[Excerpts from a dataset]
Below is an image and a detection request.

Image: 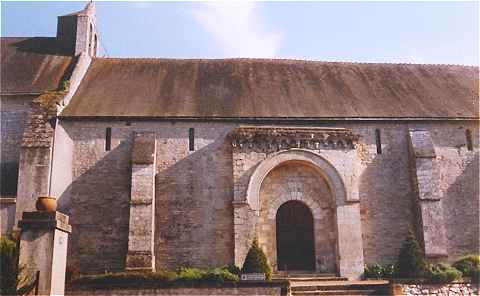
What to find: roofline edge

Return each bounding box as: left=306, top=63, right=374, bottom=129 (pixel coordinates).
left=57, top=116, right=480, bottom=123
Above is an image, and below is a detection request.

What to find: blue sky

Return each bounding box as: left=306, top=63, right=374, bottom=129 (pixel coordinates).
left=1, top=1, right=478, bottom=65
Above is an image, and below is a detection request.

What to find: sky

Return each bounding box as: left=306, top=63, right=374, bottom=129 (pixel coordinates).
left=1, top=1, right=479, bottom=65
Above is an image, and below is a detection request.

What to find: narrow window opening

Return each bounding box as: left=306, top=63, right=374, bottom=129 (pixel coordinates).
left=189, top=128, right=195, bottom=151
left=375, top=129, right=382, bottom=154
left=105, top=127, right=112, bottom=151
left=466, top=129, right=473, bottom=151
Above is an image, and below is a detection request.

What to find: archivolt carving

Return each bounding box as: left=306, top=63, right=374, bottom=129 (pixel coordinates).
left=246, top=149, right=347, bottom=213
left=230, top=126, right=359, bottom=153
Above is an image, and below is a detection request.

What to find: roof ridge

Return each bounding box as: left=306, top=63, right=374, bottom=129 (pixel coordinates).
left=91, top=57, right=479, bottom=68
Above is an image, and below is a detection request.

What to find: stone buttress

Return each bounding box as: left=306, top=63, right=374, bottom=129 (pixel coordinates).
left=408, top=129, right=447, bottom=258
left=126, top=132, right=157, bottom=271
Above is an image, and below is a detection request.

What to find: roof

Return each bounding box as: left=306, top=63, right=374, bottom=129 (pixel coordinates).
left=61, top=58, right=479, bottom=119
left=1, top=37, right=73, bottom=94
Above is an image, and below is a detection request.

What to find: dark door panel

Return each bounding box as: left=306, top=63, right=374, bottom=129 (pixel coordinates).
left=276, top=200, right=315, bottom=271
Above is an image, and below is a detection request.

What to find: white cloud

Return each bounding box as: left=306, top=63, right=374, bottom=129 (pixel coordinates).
left=191, top=1, right=282, bottom=58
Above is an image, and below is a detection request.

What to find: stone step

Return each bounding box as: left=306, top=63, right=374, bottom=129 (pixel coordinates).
left=292, top=289, right=381, bottom=296
left=291, top=282, right=388, bottom=291
left=273, top=273, right=347, bottom=281
left=286, top=276, right=349, bottom=282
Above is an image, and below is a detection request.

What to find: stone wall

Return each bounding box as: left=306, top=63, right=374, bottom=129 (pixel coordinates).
left=51, top=120, right=478, bottom=274
left=60, top=122, right=236, bottom=272
left=0, top=95, right=33, bottom=197
left=67, top=286, right=287, bottom=296
left=395, top=282, right=478, bottom=296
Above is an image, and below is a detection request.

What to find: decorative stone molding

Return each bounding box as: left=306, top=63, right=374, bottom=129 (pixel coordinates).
left=230, top=126, right=359, bottom=153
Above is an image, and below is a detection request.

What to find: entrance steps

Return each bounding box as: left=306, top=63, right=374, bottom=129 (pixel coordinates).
left=273, top=274, right=390, bottom=296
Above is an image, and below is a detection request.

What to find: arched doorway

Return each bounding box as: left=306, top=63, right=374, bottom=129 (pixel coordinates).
left=276, top=200, right=315, bottom=271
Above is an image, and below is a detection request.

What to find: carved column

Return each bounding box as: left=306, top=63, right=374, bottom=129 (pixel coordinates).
left=126, top=132, right=156, bottom=271
left=408, top=129, right=447, bottom=258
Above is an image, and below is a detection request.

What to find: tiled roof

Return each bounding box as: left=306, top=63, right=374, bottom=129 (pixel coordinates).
left=61, top=58, right=479, bottom=119
left=0, top=37, right=73, bottom=94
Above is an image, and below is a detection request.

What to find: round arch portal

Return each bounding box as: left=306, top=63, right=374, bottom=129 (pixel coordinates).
left=239, top=149, right=365, bottom=278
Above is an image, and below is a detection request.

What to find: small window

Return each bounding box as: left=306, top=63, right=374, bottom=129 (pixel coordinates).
left=105, top=127, right=112, bottom=151
left=466, top=129, right=473, bottom=151
left=189, top=128, right=195, bottom=151
left=375, top=129, right=382, bottom=154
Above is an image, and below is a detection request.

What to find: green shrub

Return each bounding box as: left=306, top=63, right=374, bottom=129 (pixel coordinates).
left=0, top=236, right=19, bottom=295
left=452, top=255, right=480, bottom=281
left=202, top=267, right=239, bottom=283
left=241, top=239, right=272, bottom=280
left=71, top=267, right=239, bottom=289
left=176, top=267, right=205, bottom=281
left=364, top=263, right=395, bottom=279
left=225, top=264, right=241, bottom=276
left=428, top=263, right=462, bottom=283
left=394, top=230, right=429, bottom=278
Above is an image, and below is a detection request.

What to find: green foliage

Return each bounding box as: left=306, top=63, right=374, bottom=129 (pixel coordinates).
left=70, top=267, right=239, bottom=289
left=364, top=263, right=395, bottom=279
left=225, top=264, right=241, bottom=276
left=201, top=268, right=240, bottom=283
left=241, top=239, right=272, bottom=280
left=0, top=236, right=19, bottom=295
left=72, top=270, right=176, bottom=289
left=452, top=255, right=480, bottom=281
left=394, top=230, right=428, bottom=278
left=427, top=263, right=462, bottom=283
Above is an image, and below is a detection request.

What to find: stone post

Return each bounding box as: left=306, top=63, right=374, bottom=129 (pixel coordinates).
left=18, top=211, right=72, bottom=296
left=126, top=132, right=156, bottom=271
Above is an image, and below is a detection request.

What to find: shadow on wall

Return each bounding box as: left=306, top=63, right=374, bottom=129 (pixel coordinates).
left=443, top=152, right=479, bottom=260
left=155, top=135, right=234, bottom=270
left=358, top=127, right=415, bottom=265
left=60, top=139, right=132, bottom=273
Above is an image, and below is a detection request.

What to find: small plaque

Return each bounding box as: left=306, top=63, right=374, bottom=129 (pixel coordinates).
left=241, top=273, right=266, bottom=281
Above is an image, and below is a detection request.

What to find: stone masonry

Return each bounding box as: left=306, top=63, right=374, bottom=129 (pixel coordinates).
left=408, top=129, right=447, bottom=258
left=9, top=119, right=478, bottom=278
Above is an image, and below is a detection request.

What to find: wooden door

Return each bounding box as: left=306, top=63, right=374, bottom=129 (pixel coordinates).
left=276, top=200, right=315, bottom=271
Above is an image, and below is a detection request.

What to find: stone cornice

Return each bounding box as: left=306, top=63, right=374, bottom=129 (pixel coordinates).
left=229, top=126, right=359, bottom=152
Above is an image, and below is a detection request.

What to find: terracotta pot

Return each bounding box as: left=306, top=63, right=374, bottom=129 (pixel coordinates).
left=35, top=196, right=57, bottom=212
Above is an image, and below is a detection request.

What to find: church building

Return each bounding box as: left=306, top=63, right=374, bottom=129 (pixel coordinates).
left=1, top=3, right=478, bottom=280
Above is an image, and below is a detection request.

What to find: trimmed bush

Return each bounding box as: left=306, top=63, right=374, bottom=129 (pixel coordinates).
left=452, top=255, right=480, bottom=281
left=364, top=263, right=395, bottom=279
left=0, top=236, right=19, bottom=295
left=241, top=239, right=272, bottom=280
left=394, top=230, right=428, bottom=278
left=428, top=263, right=462, bottom=283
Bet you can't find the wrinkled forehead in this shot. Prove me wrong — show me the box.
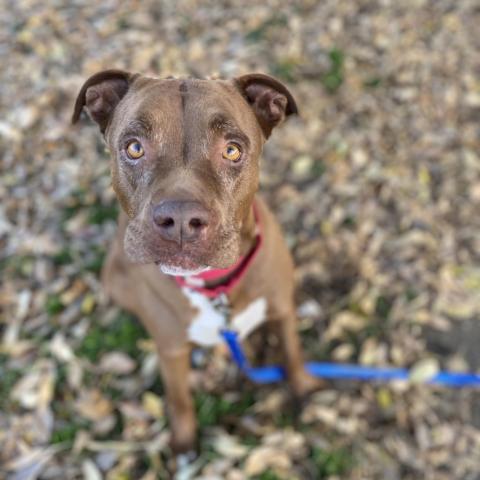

**Action item**:
Each entry shown above must be quoted exactly, with its pictures left out.

**Exercise solution**:
Below is an image and a detection request.

Image: 
What to find: roofline edge

Return each bounding box as: left=306, top=63, right=374, bottom=129 (pixel coordinates).
left=57, top=116, right=480, bottom=123
Above is an image, and below is a detection request.

What to find: blue sky

Return each bounding box as: left=306, top=63, right=374, bottom=129 (pixel coordinates).
left=1, top=1, right=478, bottom=65
Above is an image, and below is a detection request.

What to find: sky

Return each bounding box as: left=306, top=63, right=374, bottom=129 (pixel coordinates).
left=1, top=1, right=479, bottom=65
Above is an image, and below is a detection request.

What to find: narrow window opening

Return each bounding box as: left=306, top=63, right=374, bottom=129 (pixel coordinates).
left=189, top=128, right=195, bottom=151
left=375, top=129, right=382, bottom=154
left=105, top=127, right=112, bottom=151
left=466, top=129, right=473, bottom=151
Above is an image, and below is a detection request.

What to find: archivolt carving

Return each bounding box as: left=306, top=63, right=374, bottom=129 (pixel coordinates).
left=246, top=149, right=347, bottom=213
left=230, top=126, right=359, bottom=153
Above is an image, and below is a detection request.

What to find: roof ridge

Return each bounding box as: left=306, top=63, right=374, bottom=129 (pixel coordinates).
left=91, top=57, right=479, bottom=68
Above is an image, and below is a detection request.

What to find: stone buttress

Return each bounding box as: left=306, top=63, right=374, bottom=129 (pixel coordinates).
left=408, top=129, right=447, bottom=258
left=126, top=132, right=157, bottom=271
Above is an image, and below is a detection request.

What to find: roof

Return each bounding box as: left=306, top=63, right=374, bottom=129 (pixel coordinates).
left=61, top=58, right=479, bottom=119
left=1, top=37, right=73, bottom=94
Above is an image, and below is a detection request.

What to find: dark door panel

Return each bounding box as: left=306, top=63, right=374, bottom=129 (pixel coordinates).
left=276, top=200, right=315, bottom=271
Above is an image, and below is a detection request.

What to find: white cloud

Return each bounding box as: left=306, top=63, right=374, bottom=129 (pixel coordinates).
left=191, top=1, right=282, bottom=58
Above is an image, and below is a detection request.

What to find: stone step

Return each bounding box as: left=306, top=63, right=374, bottom=129 (pixel coordinates).
left=292, top=289, right=381, bottom=296
left=291, top=282, right=388, bottom=291
left=273, top=273, right=347, bottom=281
left=286, top=276, right=349, bottom=282
Above is an image, and below is a detection request.

What to find: stone wall

Return each bounding box as: left=306, top=63, right=374, bottom=129 (pixel coordinates).
left=51, top=120, right=478, bottom=274
left=60, top=122, right=236, bottom=272
left=0, top=95, right=33, bottom=197
left=67, top=286, right=287, bottom=296
left=395, top=282, right=478, bottom=296
Above is an image, and below is a detection request.

What to find: decorative stone molding

Return each bounding box as: left=306, top=63, right=374, bottom=129 (pixel coordinates).
left=230, top=126, right=359, bottom=153
Above is an image, and below is a detection request.

What to find: entrance steps

Return each bounding box as: left=306, top=63, right=374, bottom=129 (pixel coordinates).
left=273, top=274, right=390, bottom=296
Above is an image, and below is a detection request.

What to find: arched doorway

Return each bounding box as: left=306, top=63, right=374, bottom=129 (pixel coordinates).
left=276, top=200, right=315, bottom=271
Above is an image, and below is a detection request.

What to find: carved column

Return each bounding box as: left=306, top=63, right=374, bottom=129 (pixel coordinates).
left=126, top=132, right=156, bottom=271
left=408, top=129, right=447, bottom=258
Above is an image, and below is a detection request.

What to find: tiled roof

Return each bounding box as: left=306, top=63, right=374, bottom=129 (pixel coordinates).
left=61, top=58, right=479, bottom=119
left=0, top=37, right=73, bottom=94
Above is an image, and below is a detection request.

What to find: round arch portal

Return each bounding box as: left=306, top=63, right=374, bottom=129 (pixel coordinates).
left=239, top=149, right=365, bottom=278
Above is an image, and below is a detection request.

What to find: small window

Return each bounding box as: left=306, top=63, right=374, bottom=129 (pixel coordinates).
left=105, top=127, right=112, bottom=151
left=466, top=129, right=473, bottom=151
left=189, top=128, right=195, bottom=151
left=375, top=129, right=382, bottom=154
Above is an image, and below is a detection request.

What to find: green shrub

Return each bounding box as: left=306, top=63, right=374, bottom=129 (pixel coordinates).
left=0, top=236, right=19, bottom=295
left=452, top=255, right=480, bottom=281
left=202, top=267, right=239, bottom=283
left=241, top=239, right=272, bottom=280
left=71, top=267, right=239, bottom=289
left=176, top=267, right=205, bottom=281
left=364, top=263, right=395, bottom=279
left=225, top=264, right=241, bottom=276
left=428, top=263, right=462, bottom=283
left=394, top=230, right=429, bottom=278
Above is an image, and below is a detection request.

What to find: green foliage

Return each bounding box as: left=306, top=63, right=374, bottom=129 (pixel coordinates).
left=70, top=267, right=239, bottom=289
left=364, top=263, right=395, bottom=279
left=225, top=264, right=241, bottom=276
left=201, top=268, right=240, bottom=283
left=241, top=239, right=272, bottom=280
left=0, top=236, right=19, bottom=295
left=72, top=270, right=176, bottom=289
left=452, top=255, right=480, bottom=281
left=394, top=230, right=428, bottom=278
left=427, top=263, right=462, bottom=283
Above is an image, and below is a detection request.

What to find: stone post

Return each bounding box as: left=306, top=63, right=374, bottom=129 (pixel coordinates).
left=18, top=211, right=72, bottom=296
left=126, top=132, right=156, bottom=271
Above is an image, and below is a detection request.

What to find: shadow on wall

Return each bounding box as: left=306, top=63, right=374, bottom=129 (pixel coordinates).
left=443, top=152, right=479, bottom=260
left=155, top=135, right=234, bottom=270
left=358, top=127, right=415, bottom=265
left=60, top=139, right=132, bottom=273
Above is an image, and below is a detection request.

What to find: small plaque

Return each bounding box as: left=306, top=63, right=374, bottom=129 (pixel coordinates).
left=241, top=273, right=266, bottom=281
Above is an image, and below is a detection request.

What to find: stone masonry

Return each bounding box as: left=306, top=63, right=374, bottom=129 (pixel coordinates).
left=408, top=129, right=447, bottom=258
left=9, top=119, right=478, bottom=278
Above is an image, and below is a detection request.

What to find: wooden door

Return each bounding box as: left=306, top=63, right=374, bottom=129 (pixel coordinates).
left=276, top=200, right=315, bottom=271
Above is an image, and below is a detection request.

What to find: stone cornice

Return each bounding box as: left=306, top=63, right=374, bottom=129 (pixel coordinates).
left=229, top=126, right=359, bottom=152
Above is an image, and below is a detection request.

What to find: terracotta pot

Return each bounding box as: left=306, top=63, right=374, bottom=129 (pixel coordinates).
left=35, top=196, right=57, bottom=212
Above is an image, and below is a detection request.

What to find: church building

Return each bounding box as: left=306, top=63, right=374, bottom=129 (pixel coordinates).
left=1, top=3, right=478, bottom=280
Above is an image, and below is a detection request.

What to find: trimmed bush

Return each bounding box as: left=306, top=63, right=374, bottom=129 (pixel coordinates).
left=452, top=255, right=480, bottom=281
left=364, top=263, right=395, bottom=279
left=0, top=236, right=19, bottom=295
left=241, top=239, right=272, bottom=280
left=394, top=230, right=428, bottom=278
left=428, top=263, right=462, bottom=283
Bet you can't find the wrinkled forehead in this shot. Prove me wrong — show me the box.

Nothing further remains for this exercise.